**** Text shown ****
A very interesting article I came across regarding using both injected and pump-based insulin to add freedom to diabetic lifestyle. This is particularly interesting to me as I've long since avoided having a pump due to some of the failings itemized in this article.
Now this could come in handy for many diabetics..
My daughter has had diabetes for a little over a year, last visit they said we'll talk about getting her on a pump next time. I am very worried and don't think I want to switch to it. her sugars have been well controlled I'm afraid to change things and have to start over. Some issues I've been reading are scary. She's still small and shes doing well. She said she'd like to try it but i'm nervous.
I think the article above might work better for us I'll have to mention it.Thanks for postin it
I've been diabetic for 34 years and have been taking injections for most of that time. I was a bit skeptical of switching over to the pump for quite a while. However, I finally did a few weeks ago. I am using the Omnipod. The other pump that I would have gone with is the Animas One Touch Ping. I've done a great deal of research on both pumps, but I like the Omnipod because of the lack of tubes and wires. Right now, I'm still ironing out the beginning issues that starting on any pump has; but I am so happy that I did finally decide to use a pump. I feel a bit more "normal" now.
**** Information supplied ****
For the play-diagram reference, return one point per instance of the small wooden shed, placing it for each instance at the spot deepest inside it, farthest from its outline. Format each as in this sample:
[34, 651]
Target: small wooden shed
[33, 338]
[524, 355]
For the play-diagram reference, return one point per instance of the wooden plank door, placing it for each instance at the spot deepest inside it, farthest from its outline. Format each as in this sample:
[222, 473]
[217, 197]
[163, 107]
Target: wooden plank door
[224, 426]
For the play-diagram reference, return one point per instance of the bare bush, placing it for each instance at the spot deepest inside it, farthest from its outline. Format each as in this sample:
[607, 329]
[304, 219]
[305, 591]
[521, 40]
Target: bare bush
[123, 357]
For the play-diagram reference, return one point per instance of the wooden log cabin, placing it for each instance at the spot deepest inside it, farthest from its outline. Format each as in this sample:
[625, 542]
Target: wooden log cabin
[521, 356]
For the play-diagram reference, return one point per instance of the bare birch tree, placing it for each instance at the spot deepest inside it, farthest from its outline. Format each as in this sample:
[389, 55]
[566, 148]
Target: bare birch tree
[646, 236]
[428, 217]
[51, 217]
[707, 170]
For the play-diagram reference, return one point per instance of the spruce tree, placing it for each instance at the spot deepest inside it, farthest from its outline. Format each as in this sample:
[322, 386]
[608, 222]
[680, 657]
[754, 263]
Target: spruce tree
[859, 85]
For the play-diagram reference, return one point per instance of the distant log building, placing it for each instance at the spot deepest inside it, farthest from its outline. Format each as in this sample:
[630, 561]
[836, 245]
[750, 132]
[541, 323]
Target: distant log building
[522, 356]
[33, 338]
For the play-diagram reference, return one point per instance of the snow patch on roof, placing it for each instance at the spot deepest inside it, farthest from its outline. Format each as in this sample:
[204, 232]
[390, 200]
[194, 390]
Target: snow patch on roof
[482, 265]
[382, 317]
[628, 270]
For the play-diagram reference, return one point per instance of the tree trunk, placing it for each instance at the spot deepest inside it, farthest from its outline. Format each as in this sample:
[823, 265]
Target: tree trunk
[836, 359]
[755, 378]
****
• _What you should do_
Summarize the text on insulin pumps in three sentences.

• _Exercise output_
One poster shares an article about combining injected and pump-based insulin, noting a long avoidance of pumps because of failings the article lists. A parent whose daughter has had diabetes for a little over a year is nervous about moving her to a pump because her sugars are well controlled, and thinks the article's approach might work better for them. Another poster, diabetic for 34 years, switched to the Omnipod a few weeks ago because it has no tubes or wires, and is happy with the decision despite still ironing out early issues.